Present every line of the entries below as a Markdown table with the columns Row and Line, numbering the rows and skipping blank lines. Leave the pictures out of the table.

──────── Supplied data ────────

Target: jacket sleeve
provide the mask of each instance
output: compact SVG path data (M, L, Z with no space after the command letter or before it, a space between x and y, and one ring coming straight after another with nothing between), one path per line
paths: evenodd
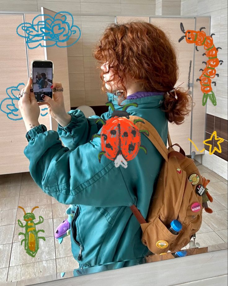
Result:
M71 116L70 122L66 126L63 127L58 123L57 132L63 143L69 149L75 149L80 145L89 142L92 136L97 133L102 127L101 122L96 124L99 118L107 120L110 115L110 110L101 115L87 118L79 109L70 110L67 112Z
M100 138L69 150L57 132L47 131L43 124L29 130L26 137L24 154L32 178L59 202L97 207L134 203L120 168L104 155L99 162Z

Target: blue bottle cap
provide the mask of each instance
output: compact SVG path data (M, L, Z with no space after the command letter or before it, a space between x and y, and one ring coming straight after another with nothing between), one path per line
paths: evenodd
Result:
M171 222L170 225L174 230L178 232L182 228L182 225L177 219L174 219Z
M187 251L186 250L183 250L182 251L177 251L176 252L176 254L178 255L179 257L184 257L186 256L187 254Z

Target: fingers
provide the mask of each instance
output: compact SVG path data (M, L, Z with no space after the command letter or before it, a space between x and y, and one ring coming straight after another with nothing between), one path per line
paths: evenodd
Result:
M29 97L30 96L30 89L31 88L31 85L32 79L31 78L31 77L29 77L29 79L28 81L28 82L27 83L27 84L26 85L26 86L25 87L24 87L24 89L22 89L23 90L23 91L25 91L25 92L27 93L24 93L23 95L23 96L22 96L21 99L23 99L22 100L23 101L26 100L28 100L29 99ZM22 93L23 92L23 91L22 91L22 90L21 90L22 92L21 93L21 94L22 95ZM35 98L35 95L34 95L34 98Z
M61 82L53 82L51 85L51 88L54 89L55 87L56 89L61 89L62 88L62 85Z

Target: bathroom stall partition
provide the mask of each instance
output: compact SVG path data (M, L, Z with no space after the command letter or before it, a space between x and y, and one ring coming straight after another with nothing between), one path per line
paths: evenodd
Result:
M186 155L191 155L194 151L196 154L202 154L200 153L200 150L203 148L206 106L202 105L203 94L201 90L200 82L197 81L196 80L202 74L200 69L203 69L205 67L202 62L207 59L205 59L205 56L203 56L204 51L203 46L198 47L199 51L197 51L195 44L187 43L185 38L180 42L178 40L184 35L181 29L181 23L185 31L188 30L199 31L201 27L203 27L205 28L204 32L207 35L208 35L210 17L116 17L118 23L135 20L148 21L160 28L168 37L174 47L179 67L179 76L175 86L181 85L180 87L186 90L189 89L189 94L193 98L193 108L182 124L177 125L169 123L171 140L173 144L179 144ZM189 138L194 142L199 150L197 151L192 146ZM174 148L176 149L176 146ZM179 150L178 149L177 149L177 150Z
M55 13L44 8L42 13L51 16ZM41 45L35 48L31 45L29 48L25 38L17 33L19 25L31 23L37 16L29 13L0 14L0 35L4 39L0 43L0 174L29 171L29 162L24 154L28 144L25 138L27 131L18 108L17 95L27 84L32 60L47 59L53 62L54 81L62 83L66 109L70 109L67 48L56 45L46 47L47 44L44 41L41 42ZM43 21L42 17L36 18L36 23ZM57 130L57 123L49 116L47 106L41 105L40 108L39 123L45 125L47 130Z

────────

The answer:
| Row | Line |
|---|---|
| 1 | Target: jacket sleeve |
| 2 | provide the mask of each instance |
| 3 | output: compact SVG path data (M, L, Z with no space after the command letter or before it, a space between x and y, and one ring coming straight after another with nothing between), one path per line |
| 4 | paths: evenodd |
| 5 | Result: |
| 6 | M71 116L70 122L66 126L63 127L58 123L57 132L63 143L69 149L75 149L80 145L89 142L92 136L97 133L102 127L101 122L96 124L99 118L107 120L110 115L110 110L101 115L87 118L79 109L70 110L67 112Z |
| 7 | M100 138L69 150L57 132L47 131L43 124L29 130L26 137L24 154L32 178L59 202L97 207L134 203L120 168L104 155L99 162Z |
| 8 | Target: blue bottle cap |
| 9 | provide the mask of each instance |
| 10 | output: compact SVG path data (M, L, Z with no space after the command letter or before it, a space between x and y, and one ring coming straight after another with nothing between), one path per line |
| 11 | paths: evenodd |
| 12 | Result: |
| 13 | M171 222L170 225L174 230L178 232L182 228L182 225L177 219L174 219Z |
| 14 | M187 251L186 250L183 250L182 251L177 251L176 252L176 254L178 255L179 257L184 257L186 256L187 254Z |
| 15 | Target: fingers |
| 16 | provide the mask of each instance |
| 17 | output: compact SVG path data (M, L, Z with no space after the command letter or before it, a space between x and y, and one ring coming straight after another with nothing between), one path per line |
| 18 | paths: evenodd |
| 19 | Result: |
| 20 | M29 97L30 96L30 89L31 88L31 85L32 79L31 78L31 77L29 77L29 79L28 81L28 82L27 83L27 84L26 85L26 86L25 87L24 87L24 89L22 89L23 90L23 91L25 91L25 92L27 93L24 93L23 95L23 96L22 96L21 99L23 99L22 100L23 101L26 100L28 100L29 99ZM22 93L23 92L23 91L22 91L22 90L21 90L22 92L21 93L21 94L22 95ZM35 98L35 95L34 95L34 98Z |
| 21 | M61 82L53 82L51 85L51 88L54 89L55 87L56 89L61 89L62 88L62 85Z |
| 22 | Target: bathroom stall partition |
| 23 | provide the mask of each instance |
| 24 | output: compact SVG path data (M, L, Z with no space after the command letter or before it, a space between x and y, and one ring coming straight after another with nothing between), one path per line |
| 25 | paths: evenodd |
| 26 | Result: |
| 27 | M186 155L191 155L194 151L196 154L202 154L200 153L200 150L203 148L206 106L202 105L203 94L201 90L200 82L197 81L196 80L202 74L200 69L203 69L205 67L202 62L207 59L205 59L205 56L203 56L204 51L203 46L198 47L199 51L197 51L195 44L187 43L185 38L180 42L178 40L184 35L181 29L181 23L185 31L188 30L199 31L201 27L203 27L205 28L204 32L207 35L208 35L210 17L116 17L118 23L135 20L148 21L160 28L168 37L174 47L179 67L179 76L175 86L181 85L180 87L186 90L189 89L189 94L193 98L193 108L182 124L177 125L169 123L171 140L173 144L179 144ZM189 138L194 142L199 150L197 151L192 146ZM174 148L176 149L176 146ZM179 150L178 149L177 149L177 150Z |
| 28 | M55 13L44 8L42 13L51 16ZM41 45L35 48L31 45L29 48L25 38L17 33L19 25L31 23L37 16L29 13L0 14L0 35L4 39L0 43L0 174L29 171L29 162L24 154L28 144L25 138L27 131L18 108L17 95L27 84L32 60L47 59L53 62L54 81L62 83L66 109L70 109L67 48L56 45L46 47L47 44L44 41L41 42ZM43 21L42 17L36 18L36 23ZM57 130L57 123L49 116L47 106L41 105L40 108L39 123L45 125L47 130Z |